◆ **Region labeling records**
************

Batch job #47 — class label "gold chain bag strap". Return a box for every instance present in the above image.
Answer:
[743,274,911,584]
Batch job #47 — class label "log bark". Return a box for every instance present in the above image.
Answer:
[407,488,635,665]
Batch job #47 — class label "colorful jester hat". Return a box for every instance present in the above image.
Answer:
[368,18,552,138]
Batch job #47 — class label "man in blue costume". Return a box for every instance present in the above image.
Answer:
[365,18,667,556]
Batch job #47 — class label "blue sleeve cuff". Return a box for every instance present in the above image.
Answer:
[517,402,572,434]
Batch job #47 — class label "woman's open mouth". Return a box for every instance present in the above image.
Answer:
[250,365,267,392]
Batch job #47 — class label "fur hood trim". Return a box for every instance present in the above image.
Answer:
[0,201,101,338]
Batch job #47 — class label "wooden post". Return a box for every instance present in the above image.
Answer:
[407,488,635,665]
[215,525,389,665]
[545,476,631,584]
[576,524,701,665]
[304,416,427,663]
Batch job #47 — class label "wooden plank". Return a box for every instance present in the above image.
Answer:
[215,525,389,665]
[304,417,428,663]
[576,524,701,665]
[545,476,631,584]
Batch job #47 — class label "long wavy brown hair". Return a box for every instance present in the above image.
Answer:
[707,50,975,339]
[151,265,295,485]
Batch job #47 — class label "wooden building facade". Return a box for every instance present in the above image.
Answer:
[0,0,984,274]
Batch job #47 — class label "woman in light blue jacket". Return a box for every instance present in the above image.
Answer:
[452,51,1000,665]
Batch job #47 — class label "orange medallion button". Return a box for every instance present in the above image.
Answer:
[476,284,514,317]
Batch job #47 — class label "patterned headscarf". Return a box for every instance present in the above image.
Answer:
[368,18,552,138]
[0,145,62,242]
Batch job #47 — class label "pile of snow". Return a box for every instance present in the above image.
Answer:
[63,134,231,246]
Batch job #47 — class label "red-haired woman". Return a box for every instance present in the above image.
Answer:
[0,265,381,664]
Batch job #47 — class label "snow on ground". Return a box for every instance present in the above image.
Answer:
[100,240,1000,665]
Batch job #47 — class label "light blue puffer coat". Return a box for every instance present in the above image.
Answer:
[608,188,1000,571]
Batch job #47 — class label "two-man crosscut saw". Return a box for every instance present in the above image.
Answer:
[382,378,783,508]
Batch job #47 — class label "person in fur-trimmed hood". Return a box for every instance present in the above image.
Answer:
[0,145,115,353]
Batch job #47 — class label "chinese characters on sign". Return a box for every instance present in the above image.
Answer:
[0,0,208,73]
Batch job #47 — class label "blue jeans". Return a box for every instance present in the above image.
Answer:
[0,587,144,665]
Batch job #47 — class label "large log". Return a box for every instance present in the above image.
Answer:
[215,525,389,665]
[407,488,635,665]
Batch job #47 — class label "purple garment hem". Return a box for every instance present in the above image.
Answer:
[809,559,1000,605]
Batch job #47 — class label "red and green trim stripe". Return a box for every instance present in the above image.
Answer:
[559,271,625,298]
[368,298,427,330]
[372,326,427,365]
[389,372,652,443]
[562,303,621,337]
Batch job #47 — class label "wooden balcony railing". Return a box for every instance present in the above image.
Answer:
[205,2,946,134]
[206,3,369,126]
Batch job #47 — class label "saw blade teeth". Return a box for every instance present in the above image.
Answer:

************

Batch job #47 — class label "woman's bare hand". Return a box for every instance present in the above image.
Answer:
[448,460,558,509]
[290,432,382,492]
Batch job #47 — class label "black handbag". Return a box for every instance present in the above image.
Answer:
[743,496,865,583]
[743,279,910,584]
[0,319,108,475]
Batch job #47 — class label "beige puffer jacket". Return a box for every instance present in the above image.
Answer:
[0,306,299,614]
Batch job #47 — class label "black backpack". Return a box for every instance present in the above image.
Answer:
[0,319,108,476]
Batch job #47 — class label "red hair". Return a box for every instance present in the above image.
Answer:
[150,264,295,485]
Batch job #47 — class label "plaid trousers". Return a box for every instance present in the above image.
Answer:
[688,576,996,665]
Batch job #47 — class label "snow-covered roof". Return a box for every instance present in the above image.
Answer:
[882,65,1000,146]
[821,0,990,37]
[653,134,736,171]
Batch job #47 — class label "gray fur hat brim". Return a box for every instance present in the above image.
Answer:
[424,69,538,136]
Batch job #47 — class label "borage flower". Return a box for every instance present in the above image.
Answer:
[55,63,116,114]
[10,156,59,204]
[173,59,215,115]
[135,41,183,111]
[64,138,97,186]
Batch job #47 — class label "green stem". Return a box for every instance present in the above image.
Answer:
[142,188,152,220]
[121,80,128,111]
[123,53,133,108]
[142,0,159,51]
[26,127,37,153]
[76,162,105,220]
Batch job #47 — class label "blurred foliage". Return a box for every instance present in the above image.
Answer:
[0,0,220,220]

************

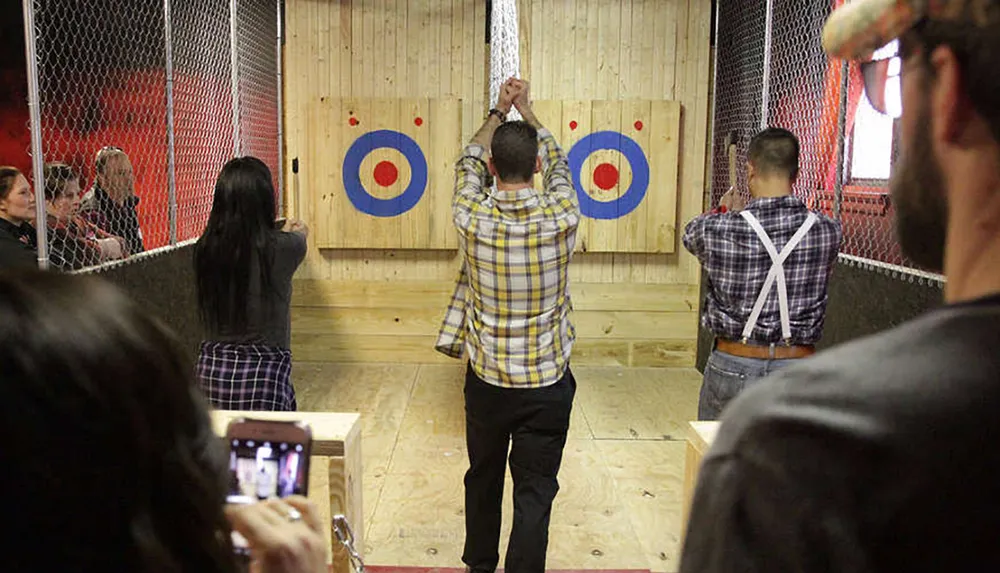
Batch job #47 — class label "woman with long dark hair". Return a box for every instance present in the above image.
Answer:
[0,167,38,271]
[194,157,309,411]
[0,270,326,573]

************

Reproduce the entries word for word, starting at the line that contains "with long dark" and ending at the line that contains "[0,270,326,573]", with both of those lines included.

◆ **WRITTEN REPLY**
Batch job #47 — class label "woman with long dark hair". Return a box for every instance present in the above image.
Answer:
[0,167,38,271]
[194,157,309,411]
[0,270,326,573]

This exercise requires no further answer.